## Written instruction
Retype the stretch of the Revelation sermon review below that starts with the words "Few books of" and stops after "of those pictures.".

Few books of the Bible puzzle Christians as much as Revelation. Max Doner’s two volume collection of sermons aims to help believers make sense of Revelation so that it can be read for the book of encouragement and comfort that it is (Doner is also offering it free to pastors!). While I am only about halfway through the first volume, it has certainly been exciting a deeper understanding and love of the book of Revelation in me.
Below is Doner’s summary of his approach to interpreting Revelation:
If we are going to rightly understand the book of Revelation, we need to understand the literary style of this book. It uses highly symbolic visual imagery, and the message of the book is in the symbolic meaning of those pictures.
Furthermore, we have to look in the Bible itself, and especially in the Old Testament, to understand the meaning of the symbols, metaphors, and pictorial language that Revelation uses.
Finally, we have to grasp the non-consecutive, cyclical nature of the book of Revelation. It is full of repetition and recapitulation of the same time period again and again. It describes the nature of the spiritual warfare that takes place from various perspectives.
When we put together these seven journeys from the first to the second coming of Christ, we have an overall picture of the nature spiritual warfare that will take place between Christ and Satan and between those who have the seal of God and those who have the mark of the beast. Each of those journeys concludes with the second coming of Christ at the end of the age.

## Information supplied
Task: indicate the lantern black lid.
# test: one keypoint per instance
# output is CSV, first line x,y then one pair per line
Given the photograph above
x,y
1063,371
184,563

## Solved exercise
Few books of the Bible puzzle Christians as much as Revelation. Max Doner’s two volume collection of sermons aims to help believers make sense of Revelation so that it can be read for the book of encouragement and comfort that it is (Doner is also offering it free to pastors!). While I am only about halfway through the first volume, it has certainly been exciting a deeper understanding and love of the book of Revelation in me.
Below is Doner’s summary of his approach to interpreting Revelation:
If we are going to rightly understand the book of Revelation, we need to understand the literary style of this book. It uses highly symbolic visual imagery, and the message of the book is in the symbolic meaning of those pictures.